#### [To be done]
Reproduce all of the data below word for word, leaving out the pictures.

=== Listed entries ===

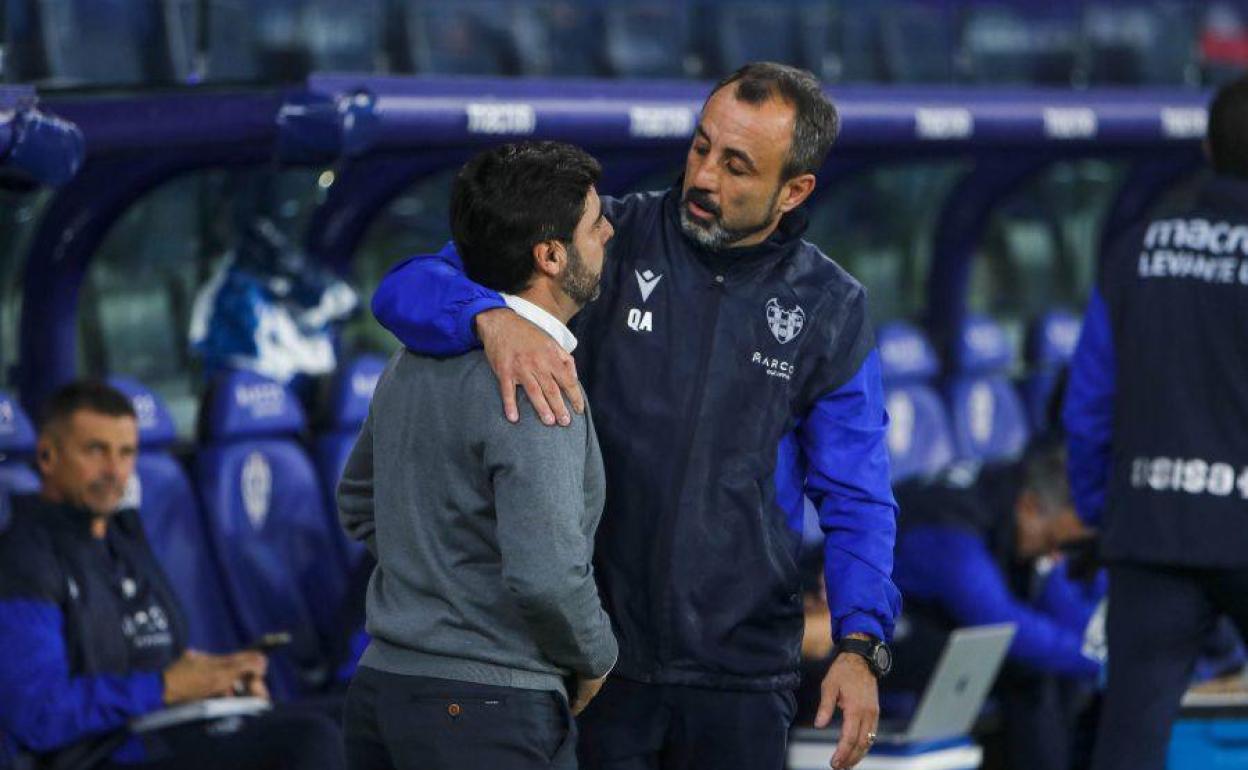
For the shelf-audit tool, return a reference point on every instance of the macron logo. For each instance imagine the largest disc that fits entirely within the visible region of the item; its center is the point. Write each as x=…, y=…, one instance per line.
x=647, y=282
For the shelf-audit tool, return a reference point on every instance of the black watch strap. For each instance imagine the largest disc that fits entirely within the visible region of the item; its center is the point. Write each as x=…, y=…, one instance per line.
x=877, y=654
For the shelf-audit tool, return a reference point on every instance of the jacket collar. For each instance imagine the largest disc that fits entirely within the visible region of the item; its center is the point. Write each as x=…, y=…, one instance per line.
x=73, y=519
x=779, y=245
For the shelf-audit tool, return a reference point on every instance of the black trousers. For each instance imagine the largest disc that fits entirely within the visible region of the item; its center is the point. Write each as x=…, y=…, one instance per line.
x=644, y=726
x=418, y=723
x=287, y=738
x=1158, y=619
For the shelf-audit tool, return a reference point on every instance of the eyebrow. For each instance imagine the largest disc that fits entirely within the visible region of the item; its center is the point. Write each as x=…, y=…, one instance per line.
x=731, y=151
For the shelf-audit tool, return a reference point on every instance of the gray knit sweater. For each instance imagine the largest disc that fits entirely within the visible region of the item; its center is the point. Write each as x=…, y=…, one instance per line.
x=483, y=531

===

#### [Finished exercise]
For the shelf-audit tool, return a reference point on every instance of the macron logo. For each instance imagine the largest disc that fits entirely within the visible region of the item; its center is the point. Write each as x=…, y=…, one instance per line.
x=647, y=282
For the shelf-audit tool, return a reference point on every instance of the black watch strap. For each instance imagine the largest disc that fits entirely within the visible region of the item; its center is the point. Write each as x=…, y=…, one instance per line.
x=877, y=654
For the shelf-audit tool, return a reference point on every instance of the jacket collar. For each instance imagine the largest disc that fits entirely within the visible region of the item; its center is the point. Write each as x=…, y=…, one instance per line.
x=73, y=519
x=779, y=245
For the shelf-audit tool, return a reference point on every instance of the black trousers. For each instance imagine the largest disc that fits entirely within the visible region of the item; its center is the point. Write each as x=…, y=…, one instance per line.
x=644, y=726
x=418, y=723
x=287, y=738
x=1158, y=619
For the shelf-audit tool, return a reference point on every instance of the eyebrow. For each instance imagine the largest disc that fits entirely within the visible region of the item; its center is the point. Write each as x=…, y=…, one instance per line.
x=731, y=151
For the shelf-audit tool, return a reference point on every instance of the gray knit sweater. For each instance imagine the largest disc that fits entirely within the visible region of the item; its center is the point. Write each as x=…, y=…, one instance per line.
x=483, y=531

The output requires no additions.